Passage shown ▸

How businesses can deal with coronavirus
As panic is setting in and businesses are dealing with an uncertain future, US management consulting firm, McKinsey and Company, has released a report on the impact of the coronavirus on business and what businesses can do to minimise the (financial) impact.
Here are some of the guidelines.
Protect your employees. The COVID-19 crisis has been emotionally challenging for many people, changing day-to-day life in unprecedented ways. For companies, business as usual is not an option.
They can start by drawing up and executing a plan to support employees that is consistent with the most conservative guidelines that might apply and has trigger points for policy changes. Some companies are actively benchmarking their efforts against others to determine the right policies and levels of support for their people.
Ensure that liquidity is sufficient to weather the storm. Businesses need to define scenarios tailored to the company’s context. For the critical variables that will affect revenue and cost, they can define input numbers through analytics and expert input. Companies should model their financials (cash flow, P&L, balance sheet) in each scenario and identify triggers that might significantly impair liquidity. For each such trigger, companies should define moves to stabilise the organisation in each scenario (optimising accounts payable and receivable; cost reduction; divestments and M&A).
Stabilise the supply chain. Companies need to define the extent and likely duration of their supply-chain exposure to areas that are experiencing community transmission, including tier-1, -2, and -3 suppliers, and inventory levels. Most companies are primarily focused on immediate stabilisation, given that most Chinese plants are currently in restart mode. They also need to consider rationing critical parts, pre-booking rail/air-freight capacity, using after-sales stock as a bridge until production restarts, gaining higher priority from their suppliers, and, of course, supporting supplier restarts.

Extracted entries ▸
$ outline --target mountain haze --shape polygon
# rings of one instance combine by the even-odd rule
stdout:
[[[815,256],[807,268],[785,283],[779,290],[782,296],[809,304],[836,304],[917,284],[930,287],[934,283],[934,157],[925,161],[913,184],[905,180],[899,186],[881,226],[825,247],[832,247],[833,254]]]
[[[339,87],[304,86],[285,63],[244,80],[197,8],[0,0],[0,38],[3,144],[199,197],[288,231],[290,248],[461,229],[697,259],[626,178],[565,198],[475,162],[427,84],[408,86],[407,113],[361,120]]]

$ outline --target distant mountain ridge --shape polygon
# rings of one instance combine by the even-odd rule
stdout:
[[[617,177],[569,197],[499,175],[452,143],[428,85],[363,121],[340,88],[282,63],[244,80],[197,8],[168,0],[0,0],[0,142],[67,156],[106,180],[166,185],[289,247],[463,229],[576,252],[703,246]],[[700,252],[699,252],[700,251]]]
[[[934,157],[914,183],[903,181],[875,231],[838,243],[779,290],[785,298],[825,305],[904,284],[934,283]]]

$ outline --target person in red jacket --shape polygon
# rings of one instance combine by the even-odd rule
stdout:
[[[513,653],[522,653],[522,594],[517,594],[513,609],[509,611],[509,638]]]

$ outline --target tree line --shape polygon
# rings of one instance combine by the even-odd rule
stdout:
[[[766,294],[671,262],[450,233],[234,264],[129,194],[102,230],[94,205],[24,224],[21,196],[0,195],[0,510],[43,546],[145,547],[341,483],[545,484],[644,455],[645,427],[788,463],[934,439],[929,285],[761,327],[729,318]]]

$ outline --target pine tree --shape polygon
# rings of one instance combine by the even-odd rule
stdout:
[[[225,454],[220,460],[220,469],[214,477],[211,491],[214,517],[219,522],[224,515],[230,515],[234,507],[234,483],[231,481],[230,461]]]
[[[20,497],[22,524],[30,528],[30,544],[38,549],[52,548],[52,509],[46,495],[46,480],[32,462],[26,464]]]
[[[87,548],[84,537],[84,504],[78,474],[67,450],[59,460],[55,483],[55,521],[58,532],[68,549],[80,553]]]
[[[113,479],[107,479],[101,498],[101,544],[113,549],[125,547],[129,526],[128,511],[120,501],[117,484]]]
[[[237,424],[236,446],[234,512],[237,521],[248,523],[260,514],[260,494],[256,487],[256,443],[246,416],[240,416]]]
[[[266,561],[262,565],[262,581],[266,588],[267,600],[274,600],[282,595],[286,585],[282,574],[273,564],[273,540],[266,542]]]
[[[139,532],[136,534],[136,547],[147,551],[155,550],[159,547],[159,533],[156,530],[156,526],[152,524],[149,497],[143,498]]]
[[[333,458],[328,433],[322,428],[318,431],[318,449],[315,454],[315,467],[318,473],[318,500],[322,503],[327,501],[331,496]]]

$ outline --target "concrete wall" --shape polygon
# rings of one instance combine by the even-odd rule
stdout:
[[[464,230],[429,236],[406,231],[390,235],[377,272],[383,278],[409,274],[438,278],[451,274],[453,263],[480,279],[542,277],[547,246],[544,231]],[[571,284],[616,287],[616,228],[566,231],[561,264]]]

Exercises to complete ▸
(a) Echo the passage on businesses and coronavirus word for word, starting with "How businesses can" and going on through "of the guidelines.".
(b) In the passage on businesses and coronavirus, what state are most Chinese plants said to be in?
(c) Pick up the passage on businesses and coronavirus after its final sentence and write the text that follows.

Expected responses ▸
(a)
How businesses can deal with coronavirus
As panic is setting in and businesses are dealing with an uncertain future, US management consulting firm, McKinsey and Company, has released a report on the impact of the coronavirus on business and what businesses can do to minimise the (financial) impact.
Here are some of the guidelines.

(b) Most Chinese plants are currently in restart mode.

(c)
Companies should start planning how to manage supply for products that may, as supply comes back on line, see unusual spikes in demand due to hoarding. In some cases, medium or longer-term stabilisation may be warranted, which calls for updates to demand planning, further network optimisation, and searching for and accelerating qualification of new suppliers. Some of this may be advisable anyway, absent the current crisis, to ensure resilience in their supply chain—an ongoing challenge that the COVID-19 situation has clearly highlighted.
Stay close to your customers. Companies that navigate disruptions better often succeed because they invest in their core customer segments and anticipate their behaviours. In China, for example, while consumer demand is down, it has not disappeared—people have dramatically shifted toward online shopping for all types of goods, including food and produce delivery.
Companies should invest in online as part of their push for omnichannel distribution; this includes ensuring the quality of goods sold online. Customers’ changing preferences are not likely to go back to pre-outbreak norms.
Demonstrate purpose. Businesses are only as strong as the communities of which they are a part. Companies need to figure out how to support response efforts—such as by providing money, equipment, or expertise. For example, a few companies have shifted production to create medical masks and clothing.